Exercício breve A
Retorne cada linha dos registros que contenha a palavra "target".

Trecho do documento
—————

A HISTÓRIA DA SUMÉRIA
Marcus Ximenes Viana Cabral
A Suméria é a primeira experiência de civilização
que se tem conhecimento na região da Mesopotâmia. Localizada na Baixa
Mesopotâmia, a região abrigou condições ambientais favoráveis para uma produção
de excedentes alimentícios capaz de permitir a divisão e a especialização do
trabalho. As cidades sumérias se desenvolvem a partir do templo, com toda a
dinâmica de suas atividades culturais e administrativas em sua órbita, com a
centralização e organização da distribuição das atividades da cidade e do
campo. A produção de excedentes do segundo garante a existência e a manutenção
das atividades do primeiro.
Cabe destacar que a história da Suméria, bem como
de todas as civilizações da Mesopotâmia, é uma história em construção. Os
sítios arqueológicos sofrem com saques, destruições e interrupções das
escavações desde o esfacelamento do estado Iraquiano resultante das guerras das
décadas de 1990 e 2000 e da guerra civil em curso até os dias atuais. Centenas
de hectares ainda inexplorados aguardam condições favoráveis para que novas
expedições arqueológicas possam ser formadas. Muito do material retirado das
escavações e enviados aos centros de pesquisa em outras partes do mundo ainda
não foram traduzidas às percepções contemporâneas acerca da cultura suméria,
assim como das outras culturas que se estabeleceram na região.
Os primeiros espaços dedicados exclusivamente ao
culto dos deuses e às explicações míticas sobre a criação e a existência humana
na região são encontrados em Eridu, com as construções sobrepostas durante
diversas fases do período Calcolítico. Da fase Eredu (aproximadamente 5800
a.C), passando pelos períodos Ubaid (5000-4000 a.C) e Uruk (4000-3200). Região
próxima aos pântanos, é da manipulação da terra com a água que o homem da
região constrói as primeiras edificações em adobe, a maior parte utensílios e
ferramentas utilizados nas atividades do cotidiano e no registro das mesmas. E
é também da lama que surgem os deuses Apsu (abzu em sumério) e Tiamat, que dão
origem aos outros deuses e por fim, à humanidade. Mitologias de culturas
posteriores da Mesopotâmia apontam para a região de Eridu como o local da
origem da criação dos deuses ou da humanidade. Com o tempo, Eridu ganha
torna-se uma cidade quase que exclusiva ao culto aos deuses.
Além de Eridu, ainda nos períodos Ubaid e Uruk,
outras aglomerações se desenvolvem em torno de templos. Não há vestígios sobre
a origem dos sumérios e a sua ligação com os primeiros povoamentos em Eridu e
dos demais centros surgidos durante os períodos da cultura Ubaid e Uruk. É
durante o período Primeiro Dinástico (3200- 2300 a.C) que os Sumérios (e sua
cultura) tiveram protagonismo na região.

—————

Trecho de um conjunto de dados:

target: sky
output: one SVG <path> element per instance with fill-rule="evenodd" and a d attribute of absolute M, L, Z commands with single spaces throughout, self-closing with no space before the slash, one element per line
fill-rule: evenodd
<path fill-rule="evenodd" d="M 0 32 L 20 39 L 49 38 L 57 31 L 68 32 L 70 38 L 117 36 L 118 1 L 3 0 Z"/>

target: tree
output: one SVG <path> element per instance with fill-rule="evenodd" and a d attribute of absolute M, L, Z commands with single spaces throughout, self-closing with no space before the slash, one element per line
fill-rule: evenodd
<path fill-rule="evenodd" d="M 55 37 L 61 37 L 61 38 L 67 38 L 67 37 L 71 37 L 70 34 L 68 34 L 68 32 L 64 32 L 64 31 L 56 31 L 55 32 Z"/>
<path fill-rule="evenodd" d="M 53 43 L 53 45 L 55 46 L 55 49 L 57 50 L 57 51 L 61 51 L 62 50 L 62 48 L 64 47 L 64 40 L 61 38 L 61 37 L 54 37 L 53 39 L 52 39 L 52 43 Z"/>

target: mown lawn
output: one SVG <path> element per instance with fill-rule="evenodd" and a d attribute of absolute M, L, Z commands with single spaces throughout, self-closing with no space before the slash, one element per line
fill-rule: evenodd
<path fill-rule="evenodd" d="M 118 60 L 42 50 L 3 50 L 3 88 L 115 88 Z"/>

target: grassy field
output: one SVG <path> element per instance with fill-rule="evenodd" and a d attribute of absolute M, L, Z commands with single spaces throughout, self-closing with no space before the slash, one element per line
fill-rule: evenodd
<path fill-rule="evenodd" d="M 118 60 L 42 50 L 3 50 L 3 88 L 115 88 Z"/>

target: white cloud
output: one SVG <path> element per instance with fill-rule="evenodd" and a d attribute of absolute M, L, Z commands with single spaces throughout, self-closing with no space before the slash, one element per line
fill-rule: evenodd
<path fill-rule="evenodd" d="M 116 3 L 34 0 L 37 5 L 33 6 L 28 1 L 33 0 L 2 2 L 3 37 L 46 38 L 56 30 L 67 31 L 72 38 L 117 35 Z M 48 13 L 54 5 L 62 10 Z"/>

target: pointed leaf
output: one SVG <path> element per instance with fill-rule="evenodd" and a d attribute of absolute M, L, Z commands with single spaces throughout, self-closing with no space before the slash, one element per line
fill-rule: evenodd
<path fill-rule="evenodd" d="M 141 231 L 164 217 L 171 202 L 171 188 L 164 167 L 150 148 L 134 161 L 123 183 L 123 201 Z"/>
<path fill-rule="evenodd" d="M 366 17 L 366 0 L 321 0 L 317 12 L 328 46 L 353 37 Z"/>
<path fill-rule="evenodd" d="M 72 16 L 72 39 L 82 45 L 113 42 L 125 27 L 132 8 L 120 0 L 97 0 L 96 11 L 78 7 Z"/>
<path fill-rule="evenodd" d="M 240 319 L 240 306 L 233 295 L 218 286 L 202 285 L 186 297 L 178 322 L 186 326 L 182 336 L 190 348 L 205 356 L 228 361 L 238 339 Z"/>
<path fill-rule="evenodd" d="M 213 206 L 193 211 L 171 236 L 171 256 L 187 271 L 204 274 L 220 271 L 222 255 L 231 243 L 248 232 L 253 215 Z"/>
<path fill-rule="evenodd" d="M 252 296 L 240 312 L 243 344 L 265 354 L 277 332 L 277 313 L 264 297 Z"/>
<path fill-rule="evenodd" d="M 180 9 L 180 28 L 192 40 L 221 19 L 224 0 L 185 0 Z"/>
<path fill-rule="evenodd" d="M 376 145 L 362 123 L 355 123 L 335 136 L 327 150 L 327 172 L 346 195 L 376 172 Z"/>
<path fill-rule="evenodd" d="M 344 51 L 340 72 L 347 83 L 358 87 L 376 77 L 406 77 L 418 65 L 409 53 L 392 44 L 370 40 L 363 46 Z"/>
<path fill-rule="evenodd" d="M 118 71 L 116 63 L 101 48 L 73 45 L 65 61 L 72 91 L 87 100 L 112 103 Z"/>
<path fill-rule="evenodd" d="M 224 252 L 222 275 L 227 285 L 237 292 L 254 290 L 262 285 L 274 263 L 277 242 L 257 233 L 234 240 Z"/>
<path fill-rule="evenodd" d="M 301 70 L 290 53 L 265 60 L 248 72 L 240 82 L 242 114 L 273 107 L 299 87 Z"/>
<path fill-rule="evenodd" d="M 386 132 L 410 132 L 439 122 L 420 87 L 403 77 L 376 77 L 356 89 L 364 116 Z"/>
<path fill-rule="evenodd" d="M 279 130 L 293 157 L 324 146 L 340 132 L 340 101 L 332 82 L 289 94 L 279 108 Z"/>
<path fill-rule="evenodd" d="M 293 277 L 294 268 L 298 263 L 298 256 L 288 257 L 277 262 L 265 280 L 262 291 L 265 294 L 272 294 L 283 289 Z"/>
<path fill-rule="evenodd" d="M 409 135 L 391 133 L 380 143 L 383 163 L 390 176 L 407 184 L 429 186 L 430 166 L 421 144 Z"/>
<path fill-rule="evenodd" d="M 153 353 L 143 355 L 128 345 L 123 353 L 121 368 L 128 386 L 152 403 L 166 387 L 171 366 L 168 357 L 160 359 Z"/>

—————

Exercício breve B
Com base no texto sobre a Suméria, responda:
(i) Em que parte da Mesopotâmia a Suméria estava localizada?
(ii) Em que local são encontrados os primeiros espaços dedicados exclusivamente ao culto dos deuses?
(iii) Que datas o texto atribui ao período Primeiro Dinástico?

Solução completa A
target: sky
target: tree
target: mown lawn
target: grassy field
target: white cloud
target: pointed leaf

Solução completa B
(i) Na Baixa Mesopotâmia.
(ii) Em Eridu.
(iii) De 3200 a 2300 a.C.